Start of Material for this exercise

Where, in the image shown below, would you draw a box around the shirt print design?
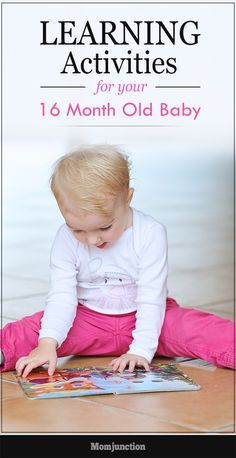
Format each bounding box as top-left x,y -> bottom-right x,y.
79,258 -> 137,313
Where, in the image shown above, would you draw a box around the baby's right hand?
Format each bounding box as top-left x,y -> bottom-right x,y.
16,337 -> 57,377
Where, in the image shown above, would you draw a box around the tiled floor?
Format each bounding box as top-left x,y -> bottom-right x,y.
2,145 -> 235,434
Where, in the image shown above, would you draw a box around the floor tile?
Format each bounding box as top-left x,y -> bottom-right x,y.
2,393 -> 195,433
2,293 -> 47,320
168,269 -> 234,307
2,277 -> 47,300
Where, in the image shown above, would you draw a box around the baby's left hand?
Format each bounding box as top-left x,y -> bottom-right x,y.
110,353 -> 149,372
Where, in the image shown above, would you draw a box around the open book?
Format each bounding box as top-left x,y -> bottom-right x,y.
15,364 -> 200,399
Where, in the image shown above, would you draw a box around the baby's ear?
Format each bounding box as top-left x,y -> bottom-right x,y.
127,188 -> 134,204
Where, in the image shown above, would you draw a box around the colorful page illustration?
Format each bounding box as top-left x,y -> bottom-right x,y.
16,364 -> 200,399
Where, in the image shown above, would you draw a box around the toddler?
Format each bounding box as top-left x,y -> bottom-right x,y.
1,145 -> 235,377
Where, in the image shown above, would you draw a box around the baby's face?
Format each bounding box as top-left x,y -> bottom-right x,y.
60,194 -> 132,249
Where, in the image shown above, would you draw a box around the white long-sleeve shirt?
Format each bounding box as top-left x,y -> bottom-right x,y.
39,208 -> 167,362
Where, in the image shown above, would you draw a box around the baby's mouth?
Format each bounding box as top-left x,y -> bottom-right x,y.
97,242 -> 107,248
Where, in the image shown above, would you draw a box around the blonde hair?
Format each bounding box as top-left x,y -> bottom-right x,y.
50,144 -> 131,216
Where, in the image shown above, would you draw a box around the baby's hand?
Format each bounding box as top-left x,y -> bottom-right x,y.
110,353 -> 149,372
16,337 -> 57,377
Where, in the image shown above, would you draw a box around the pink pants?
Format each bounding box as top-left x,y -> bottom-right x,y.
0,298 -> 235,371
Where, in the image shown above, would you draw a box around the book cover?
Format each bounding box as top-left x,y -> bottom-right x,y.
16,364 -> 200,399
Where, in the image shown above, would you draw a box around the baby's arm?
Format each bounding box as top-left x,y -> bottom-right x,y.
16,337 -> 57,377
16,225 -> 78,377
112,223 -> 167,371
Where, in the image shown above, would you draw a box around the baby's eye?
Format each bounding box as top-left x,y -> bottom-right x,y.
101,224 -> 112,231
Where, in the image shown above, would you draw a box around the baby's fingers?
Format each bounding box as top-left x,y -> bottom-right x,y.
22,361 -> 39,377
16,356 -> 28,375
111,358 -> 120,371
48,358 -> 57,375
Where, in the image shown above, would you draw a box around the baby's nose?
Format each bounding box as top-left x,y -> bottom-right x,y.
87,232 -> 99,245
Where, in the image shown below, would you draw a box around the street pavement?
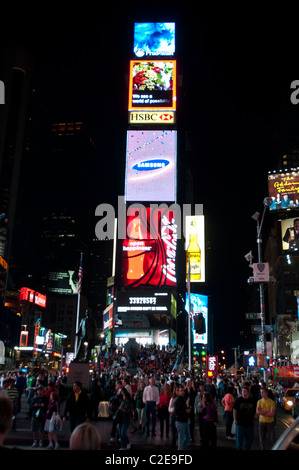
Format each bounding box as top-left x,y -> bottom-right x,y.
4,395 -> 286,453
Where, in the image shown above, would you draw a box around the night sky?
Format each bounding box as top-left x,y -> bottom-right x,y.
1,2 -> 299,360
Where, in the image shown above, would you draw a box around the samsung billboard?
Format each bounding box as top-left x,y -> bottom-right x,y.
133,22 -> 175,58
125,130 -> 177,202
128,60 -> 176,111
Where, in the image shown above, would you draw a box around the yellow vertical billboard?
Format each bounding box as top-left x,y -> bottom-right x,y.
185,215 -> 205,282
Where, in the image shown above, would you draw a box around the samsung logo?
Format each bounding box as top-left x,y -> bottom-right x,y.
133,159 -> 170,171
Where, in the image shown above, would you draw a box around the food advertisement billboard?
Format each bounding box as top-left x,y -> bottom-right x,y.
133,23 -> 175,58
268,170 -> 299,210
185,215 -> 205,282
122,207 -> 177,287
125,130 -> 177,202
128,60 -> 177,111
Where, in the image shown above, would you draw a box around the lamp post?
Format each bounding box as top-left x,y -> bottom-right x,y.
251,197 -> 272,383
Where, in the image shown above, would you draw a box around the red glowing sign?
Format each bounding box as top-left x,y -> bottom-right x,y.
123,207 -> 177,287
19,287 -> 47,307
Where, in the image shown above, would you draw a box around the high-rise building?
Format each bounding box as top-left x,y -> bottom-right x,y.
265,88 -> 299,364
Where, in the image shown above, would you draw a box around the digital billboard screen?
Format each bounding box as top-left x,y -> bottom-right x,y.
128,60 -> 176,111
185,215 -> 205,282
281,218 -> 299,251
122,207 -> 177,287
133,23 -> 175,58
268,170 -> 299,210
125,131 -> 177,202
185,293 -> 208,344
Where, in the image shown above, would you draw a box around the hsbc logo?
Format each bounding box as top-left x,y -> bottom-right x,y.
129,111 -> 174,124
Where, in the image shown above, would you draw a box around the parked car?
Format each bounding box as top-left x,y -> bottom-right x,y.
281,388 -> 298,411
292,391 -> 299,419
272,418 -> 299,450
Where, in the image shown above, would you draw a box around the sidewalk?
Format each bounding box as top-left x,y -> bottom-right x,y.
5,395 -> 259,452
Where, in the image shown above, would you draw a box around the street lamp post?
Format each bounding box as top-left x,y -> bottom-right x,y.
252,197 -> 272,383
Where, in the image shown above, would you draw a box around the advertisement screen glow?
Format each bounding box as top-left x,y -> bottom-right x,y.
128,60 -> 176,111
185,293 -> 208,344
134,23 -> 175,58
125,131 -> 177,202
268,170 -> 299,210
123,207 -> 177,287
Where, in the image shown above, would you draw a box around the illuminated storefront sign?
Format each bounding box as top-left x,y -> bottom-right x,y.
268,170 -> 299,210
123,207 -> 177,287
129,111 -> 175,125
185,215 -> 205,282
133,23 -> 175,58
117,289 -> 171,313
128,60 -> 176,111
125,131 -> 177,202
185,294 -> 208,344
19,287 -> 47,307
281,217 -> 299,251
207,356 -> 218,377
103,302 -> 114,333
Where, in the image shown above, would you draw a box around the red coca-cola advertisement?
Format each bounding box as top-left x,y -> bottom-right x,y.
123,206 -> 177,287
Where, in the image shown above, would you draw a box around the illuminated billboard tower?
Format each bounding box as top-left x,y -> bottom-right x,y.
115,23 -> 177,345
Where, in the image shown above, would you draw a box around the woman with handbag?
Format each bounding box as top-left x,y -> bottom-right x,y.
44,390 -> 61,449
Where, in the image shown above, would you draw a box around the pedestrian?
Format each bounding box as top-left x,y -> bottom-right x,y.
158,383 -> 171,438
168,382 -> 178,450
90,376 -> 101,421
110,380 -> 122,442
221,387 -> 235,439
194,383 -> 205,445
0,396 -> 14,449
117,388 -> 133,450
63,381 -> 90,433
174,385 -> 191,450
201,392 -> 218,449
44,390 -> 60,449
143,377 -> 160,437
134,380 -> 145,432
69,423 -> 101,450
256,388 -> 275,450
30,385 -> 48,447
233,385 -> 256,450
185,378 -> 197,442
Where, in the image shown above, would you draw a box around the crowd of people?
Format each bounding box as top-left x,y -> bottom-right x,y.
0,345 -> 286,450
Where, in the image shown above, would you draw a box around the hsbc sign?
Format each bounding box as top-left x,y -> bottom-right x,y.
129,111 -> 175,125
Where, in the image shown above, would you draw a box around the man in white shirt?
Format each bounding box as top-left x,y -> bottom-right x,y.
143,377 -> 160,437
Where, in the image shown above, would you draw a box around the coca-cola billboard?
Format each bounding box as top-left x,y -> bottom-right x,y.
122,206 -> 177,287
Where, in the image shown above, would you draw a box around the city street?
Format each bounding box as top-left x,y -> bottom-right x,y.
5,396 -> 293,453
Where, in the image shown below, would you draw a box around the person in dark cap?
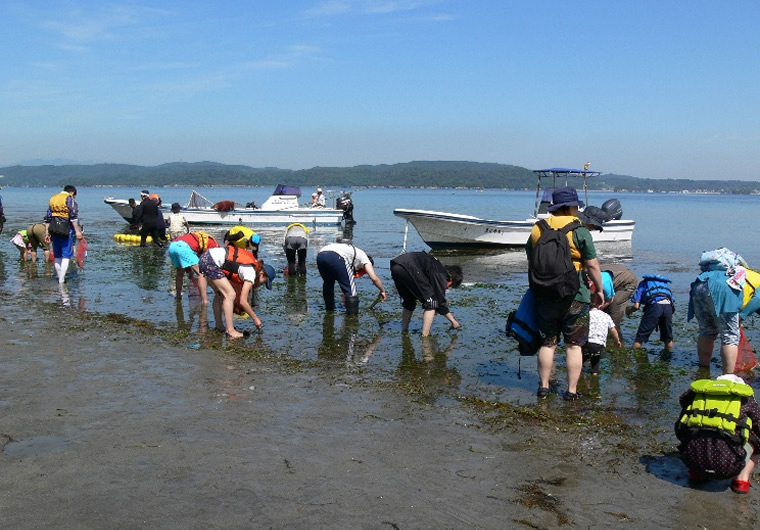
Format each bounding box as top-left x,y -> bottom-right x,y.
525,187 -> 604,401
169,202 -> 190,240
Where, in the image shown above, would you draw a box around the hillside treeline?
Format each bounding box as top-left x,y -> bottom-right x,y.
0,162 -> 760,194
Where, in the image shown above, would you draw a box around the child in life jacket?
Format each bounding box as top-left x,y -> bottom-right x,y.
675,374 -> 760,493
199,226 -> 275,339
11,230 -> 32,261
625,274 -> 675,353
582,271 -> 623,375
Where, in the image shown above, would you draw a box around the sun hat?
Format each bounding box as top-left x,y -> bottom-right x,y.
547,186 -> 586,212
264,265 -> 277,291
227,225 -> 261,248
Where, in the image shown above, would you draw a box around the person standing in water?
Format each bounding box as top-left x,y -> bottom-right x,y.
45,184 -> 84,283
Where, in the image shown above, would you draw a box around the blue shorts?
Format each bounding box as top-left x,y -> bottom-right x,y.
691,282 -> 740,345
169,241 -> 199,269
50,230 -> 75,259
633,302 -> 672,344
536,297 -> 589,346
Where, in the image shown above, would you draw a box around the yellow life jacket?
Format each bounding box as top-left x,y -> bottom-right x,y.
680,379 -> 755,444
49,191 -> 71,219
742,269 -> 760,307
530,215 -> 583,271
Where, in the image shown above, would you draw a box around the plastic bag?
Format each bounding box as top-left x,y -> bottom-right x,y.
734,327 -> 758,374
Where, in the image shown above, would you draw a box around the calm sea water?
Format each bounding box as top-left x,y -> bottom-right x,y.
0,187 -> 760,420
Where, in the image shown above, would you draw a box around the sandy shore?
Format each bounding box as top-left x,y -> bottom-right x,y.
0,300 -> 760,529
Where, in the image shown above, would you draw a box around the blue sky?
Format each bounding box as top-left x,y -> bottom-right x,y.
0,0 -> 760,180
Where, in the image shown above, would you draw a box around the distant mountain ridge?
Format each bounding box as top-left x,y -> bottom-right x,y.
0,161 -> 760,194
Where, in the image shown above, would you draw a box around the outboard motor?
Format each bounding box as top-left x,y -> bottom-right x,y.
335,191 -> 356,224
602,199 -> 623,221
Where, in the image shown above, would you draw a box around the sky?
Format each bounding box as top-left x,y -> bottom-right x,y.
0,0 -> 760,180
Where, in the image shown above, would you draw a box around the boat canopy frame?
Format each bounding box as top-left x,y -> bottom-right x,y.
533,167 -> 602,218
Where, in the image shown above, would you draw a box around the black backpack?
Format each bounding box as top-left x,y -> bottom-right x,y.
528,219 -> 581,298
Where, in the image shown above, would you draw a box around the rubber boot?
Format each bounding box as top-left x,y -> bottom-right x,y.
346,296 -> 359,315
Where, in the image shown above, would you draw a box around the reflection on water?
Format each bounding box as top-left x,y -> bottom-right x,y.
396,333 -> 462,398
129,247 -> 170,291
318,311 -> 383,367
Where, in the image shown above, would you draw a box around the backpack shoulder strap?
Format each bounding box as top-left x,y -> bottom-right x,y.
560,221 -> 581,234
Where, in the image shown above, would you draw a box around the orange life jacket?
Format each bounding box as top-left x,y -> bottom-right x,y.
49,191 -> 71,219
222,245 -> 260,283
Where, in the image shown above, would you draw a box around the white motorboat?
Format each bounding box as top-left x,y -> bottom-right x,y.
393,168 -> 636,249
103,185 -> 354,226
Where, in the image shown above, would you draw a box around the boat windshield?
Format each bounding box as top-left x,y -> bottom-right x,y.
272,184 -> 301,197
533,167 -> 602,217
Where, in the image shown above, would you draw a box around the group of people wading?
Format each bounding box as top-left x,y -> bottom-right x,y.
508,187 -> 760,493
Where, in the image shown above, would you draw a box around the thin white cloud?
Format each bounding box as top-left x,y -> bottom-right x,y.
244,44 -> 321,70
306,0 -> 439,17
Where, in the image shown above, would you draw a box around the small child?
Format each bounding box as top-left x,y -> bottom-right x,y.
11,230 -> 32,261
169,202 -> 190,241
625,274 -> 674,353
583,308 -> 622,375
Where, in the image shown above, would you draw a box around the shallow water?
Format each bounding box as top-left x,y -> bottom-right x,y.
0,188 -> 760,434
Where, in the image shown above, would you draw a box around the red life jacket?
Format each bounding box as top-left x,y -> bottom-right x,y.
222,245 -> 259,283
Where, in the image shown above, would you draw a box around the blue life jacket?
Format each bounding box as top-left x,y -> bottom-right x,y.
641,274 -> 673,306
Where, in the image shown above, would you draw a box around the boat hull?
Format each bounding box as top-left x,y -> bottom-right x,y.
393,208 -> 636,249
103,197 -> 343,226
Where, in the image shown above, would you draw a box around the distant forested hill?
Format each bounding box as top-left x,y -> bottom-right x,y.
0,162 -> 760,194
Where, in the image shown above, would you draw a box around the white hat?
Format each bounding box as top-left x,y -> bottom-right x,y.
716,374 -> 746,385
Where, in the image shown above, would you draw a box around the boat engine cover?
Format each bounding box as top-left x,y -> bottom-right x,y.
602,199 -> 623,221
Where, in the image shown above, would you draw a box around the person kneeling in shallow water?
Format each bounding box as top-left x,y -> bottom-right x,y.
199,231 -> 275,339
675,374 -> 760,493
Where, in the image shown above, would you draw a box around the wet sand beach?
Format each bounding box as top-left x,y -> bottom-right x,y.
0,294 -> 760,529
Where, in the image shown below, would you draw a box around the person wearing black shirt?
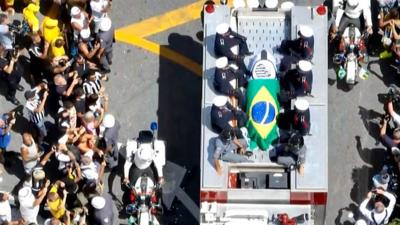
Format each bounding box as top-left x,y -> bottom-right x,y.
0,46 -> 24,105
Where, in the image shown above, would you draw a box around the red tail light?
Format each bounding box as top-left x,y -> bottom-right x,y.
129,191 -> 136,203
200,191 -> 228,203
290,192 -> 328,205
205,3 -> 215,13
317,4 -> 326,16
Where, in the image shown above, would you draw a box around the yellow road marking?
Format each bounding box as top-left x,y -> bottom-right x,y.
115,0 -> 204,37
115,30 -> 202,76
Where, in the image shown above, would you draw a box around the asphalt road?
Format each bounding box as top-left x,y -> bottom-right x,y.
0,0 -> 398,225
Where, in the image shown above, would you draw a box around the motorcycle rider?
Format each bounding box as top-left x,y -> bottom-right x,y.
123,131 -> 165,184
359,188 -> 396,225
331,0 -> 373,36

End of Material for this exercise

Aim - How many lines in the items above contain the word "people", matching case exactly? Reply with the number alone.

Completed task - 2